Something begins to swell within the beloved disciple, an edge-of-your-seat anticipation that the story is not over after all! The two of them walk back home, minds blown, wondering what will happen next. But Mary remains at the tomb, weeping. Faith and excitement aren’t setting in for her just yet, but she eventually works up the courage to peer into the tomb and sees something that Peter and the other disciple didn’t see: two angels.
“Why are you weeping?” they ask her. “They have taken away my Lord,” she replies, right before sensing someone behind her. It is Jesus himself in the flesh, though she doesn’t recognize him at first. She supposes him to be the gardener.
The gardener? In a way, Mary couldn’t be more wrong. And in another way, she couldn’t be more right.
We’re told at the end of John 19 that Jesus is buried in a garden, and now Jesus is taken to be the one who presides over and cares for that garden. It’s not the first garden in the Bible we’ve spent time in, is it? In John 19, the death of Jesus happens in the language of the Exodus. The sacrificial lamb gives its life in order that the powers that enslave humans may be overthrown and the people of God would walk free. Now as Jesus is buried and raised in a garden, we’re shifting to the language of Genesis. Something new is being breathed into existence, and no serpent will poison it, for the serpent was defeated on the cross. We live in a fundamentally new reality. The world is not what it was a few days earlier, before Jesus died. The resurrection of Jesus isn’t only for Jesus. It is the renewal of all of creation. We’ve come back to a garden where all things are being set in motion by the life-giving Spirit of God.
Are we awake to this? Are we paying attention to all the ways this new creation is unfolding all around us? Scripture speaks constantly about our ability to listen, to watch, to pay attention with both our physical and spiritual senses to what’s going on around us. John chapter 20 is naming our new reality, and we must be able to awaken to it. Of course, there are a lot of days that the world around us feels anything but new. It feels old and broken. But let’s look deeper. Life looks broken when our eyes are only partially opened. But if we’re willing to pay attention, we’ll start to see the whole picture. Like Mary Magdalene, we’ll start to see that Jesus was standing in front of us all along.
New creation is sprouting up everywhere we’re willing to see it. Where fear and addiction lose their grip on us, where marriages are saved from the brink of divorce, where anger and division lose territory to self-giving love – there is new creation.

Extracted records
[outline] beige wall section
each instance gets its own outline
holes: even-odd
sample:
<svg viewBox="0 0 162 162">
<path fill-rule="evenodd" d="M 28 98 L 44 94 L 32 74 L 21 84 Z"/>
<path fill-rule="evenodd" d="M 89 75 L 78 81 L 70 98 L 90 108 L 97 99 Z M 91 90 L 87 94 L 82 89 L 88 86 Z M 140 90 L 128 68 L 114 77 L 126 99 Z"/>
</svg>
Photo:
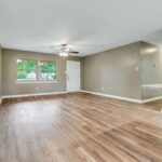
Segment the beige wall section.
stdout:
<svg viewBox="0 0 162 162">
<path fill-rule="evenodd" d="M 1 45 L 0 45 L 0 100 L 1 100 L 1 95 L 2 95 L 1 67 L 2 67 L 2 62 L 1 62 Z"/>
<path fill-rule="evenodd" d="M 16 83 L 16 59 L 45 59 L 56 60 L 57 82 L 56 83 Z M 79 57 L 68 57 L 71 60 L 80 62 Z M 54 54 L 40 54 L 35 52 L 5 50 L 2 49 L 2 95 L 54 93 L 66 91 L 66 59 Z M 38 90 L 39 89 L 39 90 Z"/>
<path fill-rule="evenodd" d="M 141 42 L 141 84 L 162 83 L 162 50 L 153 44 Z M 148 99 L 162 95 L 162 90 L 141 89 L 141 98 Z"/>
<path fill-rule="evenodd" d="M 86 56 L 82 89 L 140 99 L 140 42 Z"/>
</svg>

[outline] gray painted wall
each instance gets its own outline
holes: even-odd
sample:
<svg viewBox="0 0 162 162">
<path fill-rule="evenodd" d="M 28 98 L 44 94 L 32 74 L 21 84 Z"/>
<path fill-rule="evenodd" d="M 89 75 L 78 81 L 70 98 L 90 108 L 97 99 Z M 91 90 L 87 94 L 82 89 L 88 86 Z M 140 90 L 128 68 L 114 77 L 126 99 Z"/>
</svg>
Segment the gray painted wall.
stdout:
<svg viewBox="0 0 162 162">
<path fill-rule="evenodd" d="M 16 59 L 54 59 L 57 68 L 56 83 L 16 83 Z M 79 57 L 68 57 L 80 62 Z M 40 54 L 35 52 L 2 49 L 2 95 L 18 95 L 33 93 L 53 93 L 66 91 L 66 59 L 54 54 Z M 38 90 L 39 89 L 39 90 Z"/>
<path fill-rule="evenodd" d="M 140 42 L 84 57 L 82 89 L 140 99 Z"/>
<path fill-rule="evenodd" d="M 150 50 L 153 50 L 152 52 Z M 162 83 L 162 50 L 153 44 L 141 42 L 141 84 Z M 162 95 L 162 91 L 141 89 L 141 98 Z"/>
</svg>

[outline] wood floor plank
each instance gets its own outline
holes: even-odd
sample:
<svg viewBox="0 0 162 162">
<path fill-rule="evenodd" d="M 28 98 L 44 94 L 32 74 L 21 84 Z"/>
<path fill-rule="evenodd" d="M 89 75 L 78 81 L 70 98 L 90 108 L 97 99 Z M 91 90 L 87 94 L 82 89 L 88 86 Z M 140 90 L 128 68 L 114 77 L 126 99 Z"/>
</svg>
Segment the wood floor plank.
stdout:
<svg viewBox="0 0 162 162">
<path fill-rule="evenodd" d="M 160 104 L 86 93 L 4 99 L 0 162 L 162 162 Z"/>
</svg>

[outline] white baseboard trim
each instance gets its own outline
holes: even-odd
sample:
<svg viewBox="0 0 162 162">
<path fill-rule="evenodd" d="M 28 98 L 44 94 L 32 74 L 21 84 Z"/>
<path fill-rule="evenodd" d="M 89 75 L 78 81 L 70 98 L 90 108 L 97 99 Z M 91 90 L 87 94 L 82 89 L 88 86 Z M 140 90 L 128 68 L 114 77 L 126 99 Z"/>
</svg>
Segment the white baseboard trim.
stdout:
<svg viewBox="0 0 162 162">
<path fill-rule="evenodd" d="M 138 103 L 138 104 L 146 104 L 146 103 L 150 103 L 150 102 L 162 99 L 162 96 L 140 100 L 140 99 L 133 99 L 133 98 L 114 96 L 114 95 L 103 94 L 103 93 L 96 93 L 96 92 L 84 91 L 84 90 L 81 90 L 80 92 L 90 93 L 90 94 L 99 95 L 99 96 L 109 97 L 109 98 L 114 98 L 114 99 L 120 99 L 120 100 Z M 67 93 L 68 92 L 64 91 L 64 92 L 53 92 L 53 93 L 35 93 L 35 94 L 6 95 L 6 96 L 1 96 L 0 97 L 0 104 L 2 103 L 2 99 L 4 99 L 4 98 L 31 97 L 31 96 L 43 96 L 43 95 L 58 95 L 58 94 L 67 94 Z"/>
<path fill-rule="evenodd" d="M 94 95 L 99 95 L 99 96 L 104 96 L 104 97 L 109 97 L 109 98 L 114 98 L 114 99 L 120 99 L 120 100 L 126 100 L 126 102 L 139 103 L 139 104 L 141 103 L 140 99 L 120 97 L 120 96 L 114 96 L 114 95 L 109 95 L 109 94 L 104 94 L 104 93 L 96 93 L 96 92 L 84 91 L 84 90 L 82 90 L 81 92 L 90 93 L 90 94 L 94 94 Z"/>
<path fill-rule="evenodd" d="M 57 94 L 66 94 L 67 92 L 53 92 L 53 93 L 35 93 L 35 94 L 21 94 L 21 95 L 8 95 L 2 96 L 1 100 L 4 98 L 17 98 L 17 97 L 31 97 L 31 96 L 44 96 L 44 95 L 57 95 Z"/>
<path fill-rule="evenodd" d="M 153 97 L 153 98 L 149 98 L 149 99 L 144 99 L 144 100 L 141 100 L 141 104 L 156 102 L 156 100 L 159 100 L 159 99 L 162 99 L 162 96 L 158 96 L 158 97 Z"/>
<path fill-rule="evenodd" d="M 121 96 L 114 96 L 114 95 L 103 94 L 103 93 L 96 93 L 96 92 L 84 91 L 84 90 L 82 90 L 81 92 L 90 93 L 90 94 L 94 94 L 94 95 L 99 95 L 99 96 L 104 96 L 104 97 L 109 97 L 109 98 L 114 98 L 114 99 L 120 99 L 120 100 L 126 100 L 126 102 L 138 103 L 138 104 L 146 104 L 146 103 L 150 103 L 150 102 L 154 102 L 154 100 L 162 99 L 162 96 L 141 100 L 141 99 L 133 99 L 133 98 L 121 97 Z"/>
</svg>

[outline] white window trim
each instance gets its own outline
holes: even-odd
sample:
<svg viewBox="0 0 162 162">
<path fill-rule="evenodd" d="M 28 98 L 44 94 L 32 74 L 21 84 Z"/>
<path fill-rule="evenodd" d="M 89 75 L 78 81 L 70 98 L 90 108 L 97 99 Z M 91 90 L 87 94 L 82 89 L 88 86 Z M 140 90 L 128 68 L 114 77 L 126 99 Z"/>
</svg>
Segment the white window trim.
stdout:
<svg viewBox="0 0 162 162">
<path fill-rule="evenodd" d="M 55 68 L 56 68 L 56 79 L 54 80 L 41 80 L 38 79 L 39 72 L 36 72 L 36 79 L 16 79 L 16 84 L 35 84 L 35 83 L 57 83 L 57 62 L 53 59 L 31 59 L 31 58 L 17 58 L 17 59 L 26 59 L 26 60 L 37 60 L 37 71 L 39 71 L 39 64 L 40 62 L 54 62 Z M 16 66 L 17 66 L 17 59 L 16 59 Z M 17 78 L 17 68 L 16 68 L 16 78 Z"/>
</svg>

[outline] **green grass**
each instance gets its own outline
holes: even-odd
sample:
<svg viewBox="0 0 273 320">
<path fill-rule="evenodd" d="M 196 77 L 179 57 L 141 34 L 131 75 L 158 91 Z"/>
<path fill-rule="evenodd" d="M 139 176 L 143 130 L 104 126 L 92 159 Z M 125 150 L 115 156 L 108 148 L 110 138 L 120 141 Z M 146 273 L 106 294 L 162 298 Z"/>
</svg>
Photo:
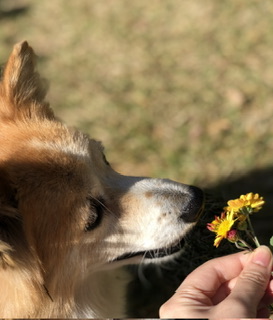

What to do
**a.** In the passage, what does Mary suppose Jesus to be when she first senses him behind her?
**b.** Rewrite everything in the passage from "New creation is sprouting" down to "is new creation.", with "addiction" replaced by "despair".
**c.** Based on the passage, answer yes or no to each statement and quote the words that decide it: (i) Peter and the other disciple saw two angels in the tomb. (ii) According to the end of John 19, Jesus is buried in a garden. (iii) Mary recognizes Jesus as soon as she sees him.

Answers to this exercise
**a.** The gardener.

**b.**
New creation is sprouting up everywhere we’re willing to see it. Where fear and despair lose their grip on us, where marriages are saved from the brink of divorce, where anger and division lose territory to self-giving love – there is new creation.

**c.**
(i) No: "sees something that Peter and the other disciple didn’t see: two angels."
(ii) Yes: "We’re told at the end of John 19 that Jesus is buried in a garden"
(iii) No: "though she doesn’t recognize him at first."